# [Listed records]

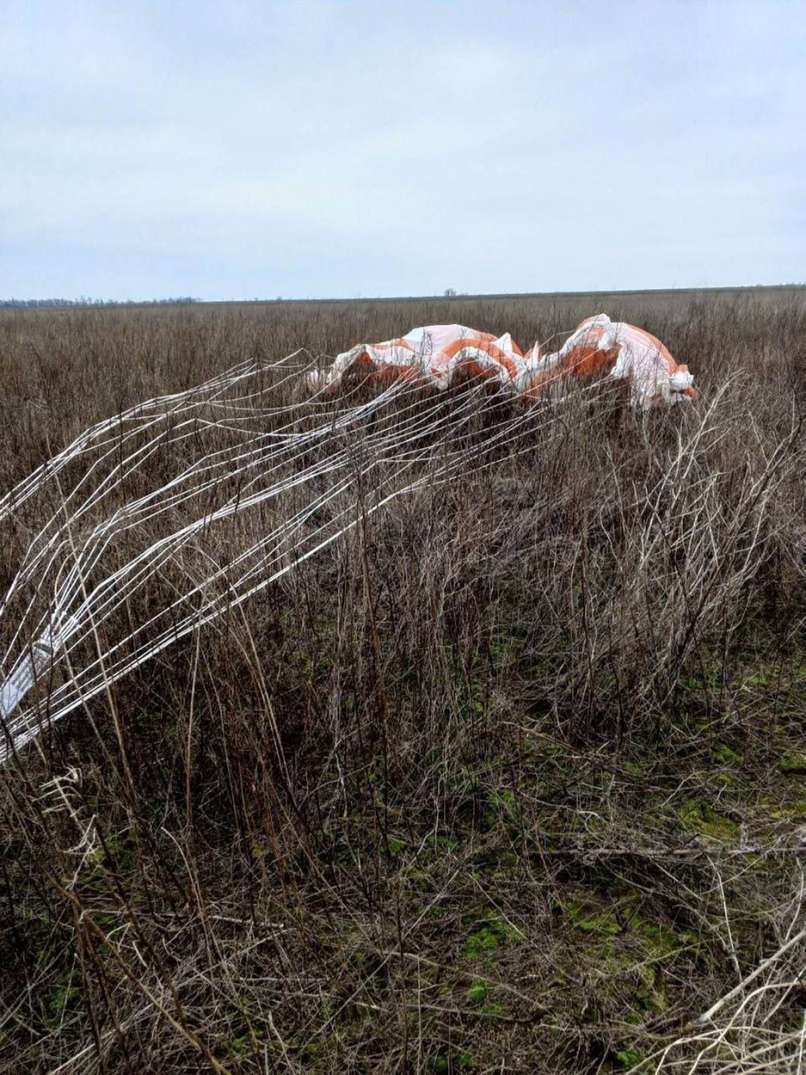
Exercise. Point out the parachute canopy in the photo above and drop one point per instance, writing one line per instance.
(442, 355)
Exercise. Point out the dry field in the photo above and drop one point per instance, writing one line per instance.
(511, 778)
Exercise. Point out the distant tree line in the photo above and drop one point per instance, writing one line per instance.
(84, 301)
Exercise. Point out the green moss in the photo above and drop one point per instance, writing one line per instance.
(629, 1058)
(600, 921)
(700, 817)
(724, 755)
(793, 762)
(493, 931)
(477, 993)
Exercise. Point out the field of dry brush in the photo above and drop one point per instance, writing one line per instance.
(511, 778)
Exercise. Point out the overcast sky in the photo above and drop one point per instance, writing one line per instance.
(242, 148)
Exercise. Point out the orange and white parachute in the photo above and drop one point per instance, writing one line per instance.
(155, 499)
(441, 355)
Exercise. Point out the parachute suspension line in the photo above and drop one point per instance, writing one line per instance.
(212, 493)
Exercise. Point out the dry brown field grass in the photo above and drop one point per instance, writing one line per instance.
(511, 778)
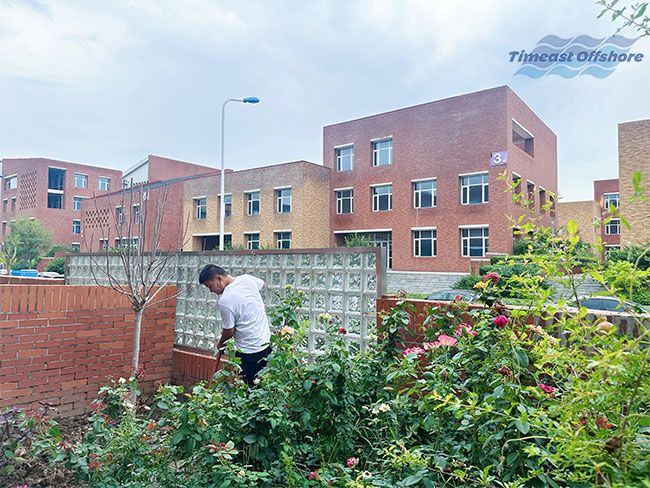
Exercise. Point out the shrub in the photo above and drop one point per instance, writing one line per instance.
(57, 265)
(467, 282)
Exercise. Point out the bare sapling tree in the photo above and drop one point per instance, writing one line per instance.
(136, 266)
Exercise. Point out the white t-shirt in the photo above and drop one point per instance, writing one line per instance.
(241, 307)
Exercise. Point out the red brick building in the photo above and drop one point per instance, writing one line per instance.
(606, 199)
(423, 181)
(52, 192)
(121, 217)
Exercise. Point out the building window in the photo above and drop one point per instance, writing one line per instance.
(54, 200)
(119, 215)
(522, 138)
(252, 241)
(613, 227)
(610, 201)
(474, 188)
(382, 152)
(80, 180)
(227, 200)
(344, 201)
(344, 158)
(201, 208)
(55, 179)
(104, 183)
(76, 203)
(425, 194)
(11, 182)
(530, 194)
(137, 214)
(474, 241)
(382, 198)
(283, 240)
(253, 203)
(425, 243)
(283, 197)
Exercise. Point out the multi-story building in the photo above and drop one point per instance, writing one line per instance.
(430, 182)
(281, 206)
(600, 219)
(52, 192)
(607, 221)
(634, 157)
(149, 202)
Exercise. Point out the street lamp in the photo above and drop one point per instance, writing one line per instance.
(222, 198)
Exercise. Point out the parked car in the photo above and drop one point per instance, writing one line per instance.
(609, 304)
(450, 295)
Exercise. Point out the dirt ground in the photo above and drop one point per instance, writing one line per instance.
(38, 474)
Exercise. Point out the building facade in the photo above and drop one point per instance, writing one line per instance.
(282, 206)
(431, 182)
(52, 192)
(634, 157)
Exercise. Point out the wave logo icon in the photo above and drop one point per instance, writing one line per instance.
(581, 55)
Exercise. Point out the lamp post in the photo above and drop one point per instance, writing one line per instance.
(222, 197)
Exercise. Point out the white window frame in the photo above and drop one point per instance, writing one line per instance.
(417, 241)
(198, 206)
(99, 183)
(340, 199)
(339, 157)
(376, 151)
(465, 188)
(607, 202)
(485, 240)
(613, 224)
(279, 199)
(250, 202)
(417, 194)
(278, 238)
(11, 182)
(248, 240)
(376, 197)
(82, 175)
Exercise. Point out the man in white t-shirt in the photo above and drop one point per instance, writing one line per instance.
(243, 316)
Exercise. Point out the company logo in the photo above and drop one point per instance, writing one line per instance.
(582, 55)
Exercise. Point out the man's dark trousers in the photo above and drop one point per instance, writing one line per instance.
(253, 363)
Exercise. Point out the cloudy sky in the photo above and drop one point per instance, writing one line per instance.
(108, 82)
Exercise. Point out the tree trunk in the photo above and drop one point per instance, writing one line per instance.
(136, 340)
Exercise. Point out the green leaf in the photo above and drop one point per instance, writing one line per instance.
(522, 426)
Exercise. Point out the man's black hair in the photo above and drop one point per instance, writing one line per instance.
(209, 272)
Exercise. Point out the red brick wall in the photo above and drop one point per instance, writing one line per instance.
(59, 344)
(31, 194)
(441, 139)
(600, 188)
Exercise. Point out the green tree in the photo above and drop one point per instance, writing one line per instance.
(57, 265)
(30, 239)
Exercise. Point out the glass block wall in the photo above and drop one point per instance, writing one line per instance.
(344, 282)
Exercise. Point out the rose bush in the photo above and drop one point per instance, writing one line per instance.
(487, 399)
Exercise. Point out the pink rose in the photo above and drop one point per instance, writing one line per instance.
(465, 328)
(501, 321)
(446, 340)
(492, 276)
(547, 388)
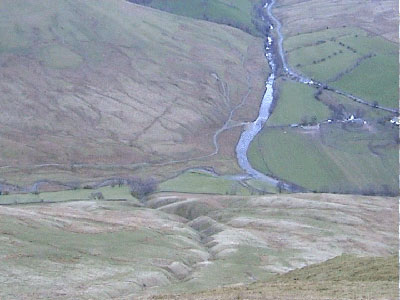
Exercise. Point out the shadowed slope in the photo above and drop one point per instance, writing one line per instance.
(112, 83)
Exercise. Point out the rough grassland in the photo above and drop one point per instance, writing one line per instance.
(146, 86)
(344, 277)
(184, 243)
(329, 158)
(379, 18)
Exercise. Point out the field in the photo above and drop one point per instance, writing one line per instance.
(238, 14)
(203, 183)
(135, 90)
(185, 242)
(351, 60)
(330, 158)
(297, 103)
(358, 55)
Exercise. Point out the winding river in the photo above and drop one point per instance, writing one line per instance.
(253, 128)
(275, 52)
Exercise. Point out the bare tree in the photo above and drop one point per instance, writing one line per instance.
(140, 188)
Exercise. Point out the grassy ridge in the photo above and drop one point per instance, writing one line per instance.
(344, 277)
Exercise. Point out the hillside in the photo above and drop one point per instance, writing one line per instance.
(342, 278)
(310, 138)
(182, 243)
(90, 89)
(241, 14)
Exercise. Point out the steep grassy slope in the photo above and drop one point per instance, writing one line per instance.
(344, 277)
(181, 242)
(350, 46)
(89, 88)
(378, 17)
(240, 13)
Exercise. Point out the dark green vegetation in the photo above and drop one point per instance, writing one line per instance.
(297, 104)
(241, 14)
(351, 60)
(342, 156)
(202, 183)
(185, 242)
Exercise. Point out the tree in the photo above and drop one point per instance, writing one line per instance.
(140, 188)
(280, 186)
(313, 120)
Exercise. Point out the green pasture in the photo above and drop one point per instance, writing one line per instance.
(234, 13)
(357, 62)
(197, 182)
(297, 102)
(330, 159)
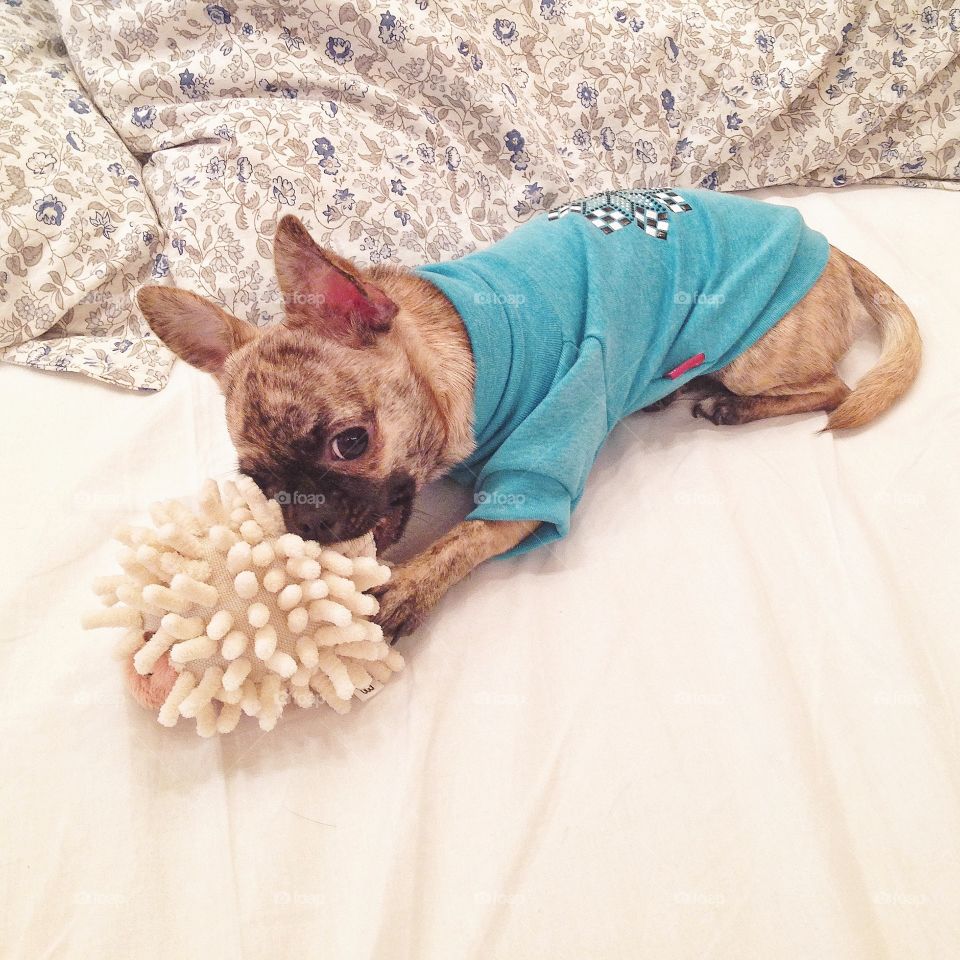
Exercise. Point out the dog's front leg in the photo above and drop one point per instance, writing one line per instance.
(417, 585)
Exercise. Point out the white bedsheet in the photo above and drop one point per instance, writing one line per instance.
(718, 721)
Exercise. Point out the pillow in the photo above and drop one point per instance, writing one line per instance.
(78, 233)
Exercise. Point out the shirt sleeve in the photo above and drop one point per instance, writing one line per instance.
(540, 470)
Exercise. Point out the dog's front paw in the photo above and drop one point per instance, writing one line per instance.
(721, 410)
(404, 603)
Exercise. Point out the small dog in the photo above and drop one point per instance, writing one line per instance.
(380, 380)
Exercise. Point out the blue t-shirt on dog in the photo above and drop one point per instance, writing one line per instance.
(603, 306)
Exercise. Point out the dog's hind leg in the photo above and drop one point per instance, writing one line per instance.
(724, 407)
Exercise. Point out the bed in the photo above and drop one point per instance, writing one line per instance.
(717, 721)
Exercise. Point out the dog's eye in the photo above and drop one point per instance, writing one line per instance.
(349, 444)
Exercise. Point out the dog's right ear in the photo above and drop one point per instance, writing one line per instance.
(194, 328)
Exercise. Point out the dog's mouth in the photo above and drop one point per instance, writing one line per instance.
(389, 528)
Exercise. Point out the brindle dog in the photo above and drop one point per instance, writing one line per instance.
(364, 394)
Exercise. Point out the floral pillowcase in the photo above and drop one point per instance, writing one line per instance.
(78, 233)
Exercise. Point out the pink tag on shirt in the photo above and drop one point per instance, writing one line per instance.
(687, 364)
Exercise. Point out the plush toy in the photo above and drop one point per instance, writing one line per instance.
(225, 612)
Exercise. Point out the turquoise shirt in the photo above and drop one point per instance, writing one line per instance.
(603, 306)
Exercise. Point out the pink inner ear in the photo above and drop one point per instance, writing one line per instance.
(340, 296)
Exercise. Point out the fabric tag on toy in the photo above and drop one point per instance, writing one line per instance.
(370, 690)
(687, 364)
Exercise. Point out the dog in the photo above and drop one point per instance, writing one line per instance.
(372, 384)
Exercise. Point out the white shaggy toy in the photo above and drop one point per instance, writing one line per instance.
(227, 613)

# [What to produce]
Starting at the line that contains "Exercise. Point out the floral", write out every line to the end of the entries, exactly as given.

# [Your response]
Exercise. Point out the floral pillowcase in the photo above and drop one point per instance, writing one line per instance.
(78, 233)
Exercise. Point out the pink tag on shirt in the photo above and drop one point per instance, writing one line per instance.
(687, 364)
Exercise. Point out the plush toy in the photo above and drop one point per instance, writing one line per instance.
(225, 612)
Exercise. Point out the turquoise shirt in the photo above and drop one point per instance, writing one line per instance.
(603, 306)
Exercise. Point out the pink inner ear in the photo above and drop one point per instance, writing one line per instance.
(340, 296)
Exercise. Point out the fabric tag on toy in the photo above and drop one point per instance, writing one line per instance.
(370, 690)
(687, 364)
Exercise. Point out the dog in the photo above and drop one point per instance, writing one line per instance.
(372, 384)
Exercise. Point out the white shaggy toy in the photo above and drop one point per instance, writing one line per instance.
(227, 613)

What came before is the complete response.